Schriftliche Aufgabe 1:
Gib aus dem Artikel zur ADFC-Kritik am Verkehrsentwicklungsplan wortgetreu den Abschnitt wieder, der mit „ADFC zerlegt Verkehrsentwicklungsplan“ beginnt und mit „diesem Zusammenhang mangelhaft.“ endet.
Schriftliche Aufgabe 2:
Setze den Artikel zur ADFC-Kritik am Verkehrsentwicklungsplan im Anschluss an seinen letzten Satz fort.

Zitierter Abschnitt:
──────────
Schwäbische Zeitung (Friedrichshafen)
ADFC zerlegt Verkehrsentwicklungsplan
Massive Kritik am Inhalt des Gutachtens – Radler sehen Verbesserung nur für Autofahrer
FRIEDRICHSHAFEN - Der Allgemeine Deutsche Fahrrad-Club, Ortsgruppe Friedrichshafen (ADFC) übt massive Kritik am 3. Zwischenbericht des Verkehrsentwicklungsplanes (VEP). Obgleich der ADFCSachverständige Bernhard Glatthaar Mitglied in der Arbeitsgruppe des VEP ist, ist für ihn der Bericht nicht ausreichend und die Vorgehensweise von Baubürgermeister Stefan Köhler in diesem Zusammenhang mangelhaft.
Ebenso wie sich Gerhard Leiprecht (Grüne) im Technischen Ausschuss des Gemeinderates nach seiner Kritik am VEP von Stefan Köhler anhören musste, dass er diese Punkte doch schon in den zurückliegenden vier Jahren habe ansprechen können, sieht auch Bernhard Glatthaar diesen Vorwurf für sich im Raum stehen, wenn er jetzt Kritik am VEP übe.
„Ich habe mich bislang aber stets an die Nichtöffentlichkeit der Sitzungen gehalten und öffentlich nicht darüber gesprochen. Und wenn ich in den Sitzungen Ideen oder Einwände hatte, sind die nicht berücksichtigt worden“, sagt Glatthaar und richtet seine erste Kritik an Bürgermeister Köhler. Der habe nur von Ratsmitgliedern innerhalb der Arbeitsgruppe Ideen aufgegriffen. „Köhler war nicht bereit, Zusatzvorschläge aufzunehmen und von den Gutachtern überprüfen zu lassen. Der Verkehrsentwicklungsplan ist eigentlich ein Auto-Entwicklungsplan für die Innenstadt“, führt Glatthaar ins Feld, untermauert seine Aussagen mit Fallbeispielen und stellt für den Endbericht Forderungen auf, die berücksichtigt werden müssten.
──────────
Angezeigte Zeilen:
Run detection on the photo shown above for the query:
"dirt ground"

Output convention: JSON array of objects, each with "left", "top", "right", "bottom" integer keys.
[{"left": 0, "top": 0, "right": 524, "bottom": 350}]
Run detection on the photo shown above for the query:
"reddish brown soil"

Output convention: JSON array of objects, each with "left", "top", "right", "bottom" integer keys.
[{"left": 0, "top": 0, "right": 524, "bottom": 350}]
──────────
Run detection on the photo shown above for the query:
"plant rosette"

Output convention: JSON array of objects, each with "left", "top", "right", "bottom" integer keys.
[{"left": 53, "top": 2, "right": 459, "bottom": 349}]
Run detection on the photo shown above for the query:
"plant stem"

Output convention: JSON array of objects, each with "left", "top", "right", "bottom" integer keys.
──────────
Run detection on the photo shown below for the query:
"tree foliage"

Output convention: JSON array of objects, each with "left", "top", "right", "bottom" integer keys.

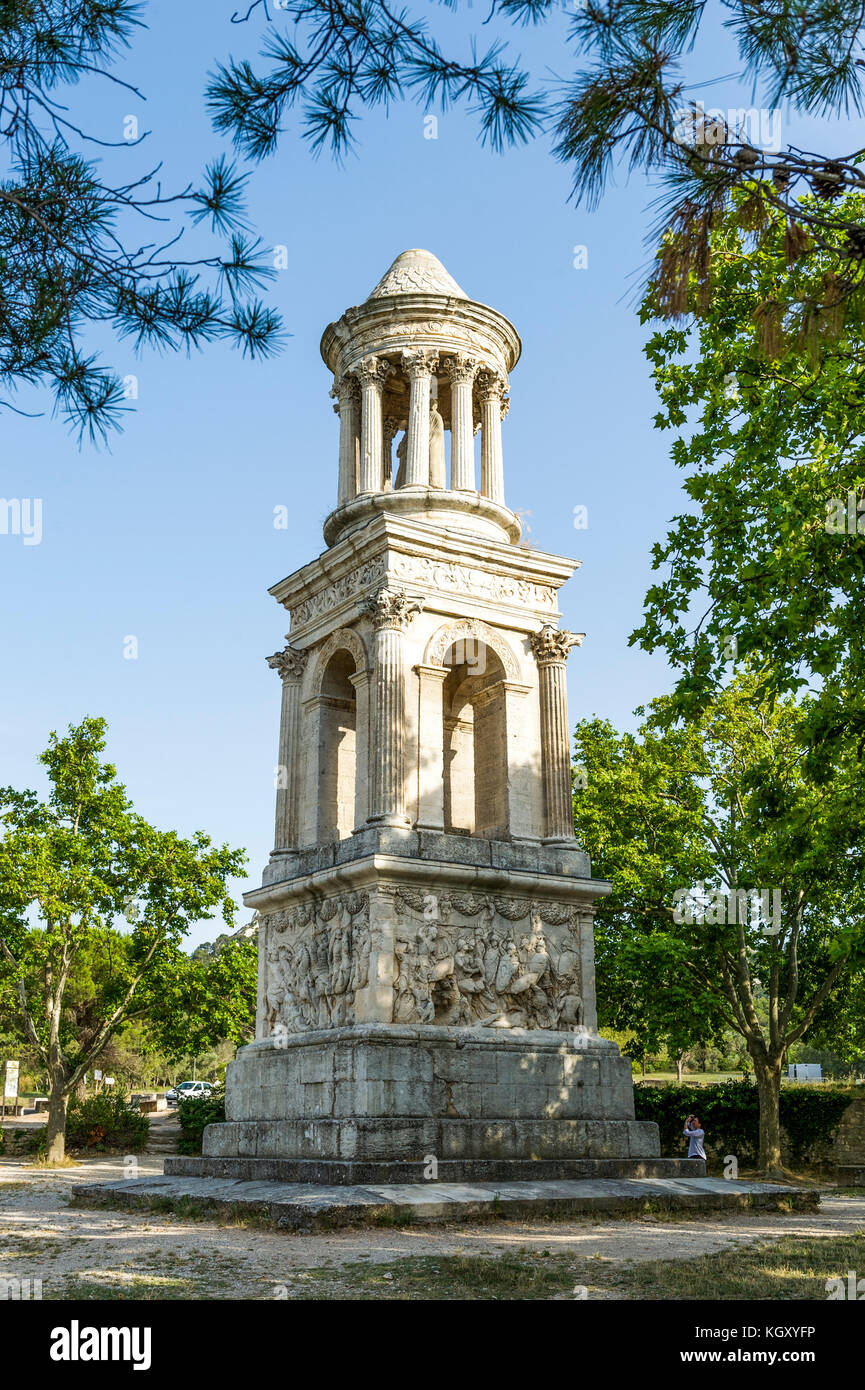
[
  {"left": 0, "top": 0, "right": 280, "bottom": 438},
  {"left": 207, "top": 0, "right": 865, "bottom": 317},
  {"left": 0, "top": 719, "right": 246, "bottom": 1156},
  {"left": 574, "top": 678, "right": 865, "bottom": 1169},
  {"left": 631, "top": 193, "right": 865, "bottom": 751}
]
──────────
Lösung der Aufgabe 1:
ADFC zerlegt Verkehrsentwicklungsplan
Massive Kritik am Inhalt des Gutachtens – Radler sehen Verbesserung nur für Autofahrer
FRIEDRICHSHAFEN - Der Allgemeine Deutsche Fahrrad-Club, Ortsgruppe Friedrichshafen (ADFC) übt massive Kritik am 3. Zwischenbericht des Verkehrsentwicklungsplanes (VEP). Obgleich der ADFCSachverständige Bernhard Glatthaar Mitglied in der Arbeitsgruppe des VEP ist, ist für ihn der Bericht nicht ausreichend und die Vorgehensweise von Baubürgermeister Stefan Köhler in diesem Zusammenhang mangelhaft.

Lösung der Aufgabe 2:
Seit vier Jahren arbeite man an einem Verkehrsentwicklungsplan, und für den Öffentlichen Personennahverkehr (ÖPNV) seien lediglich zwei Haltestellen dabei herausgekommen, sagt Glatthaar. Der Kreisvorsitzende des ADFC, Karl Honnen, sieht erhebliche Mängel in diesem VEP, da damit der Anteil des ÖPNV am innerstädtischen
Verkehr kaum zunehme: „Wir haben in Friedrichshafen gerade mal fünf Prozent der Verkehrsteilnehmer, die mit dem Bus fahren. Das waren 1998 schon nur so wenige und eine Entwicklung ist nicht in Sicht.“In Konstanz seien es elf Prozent.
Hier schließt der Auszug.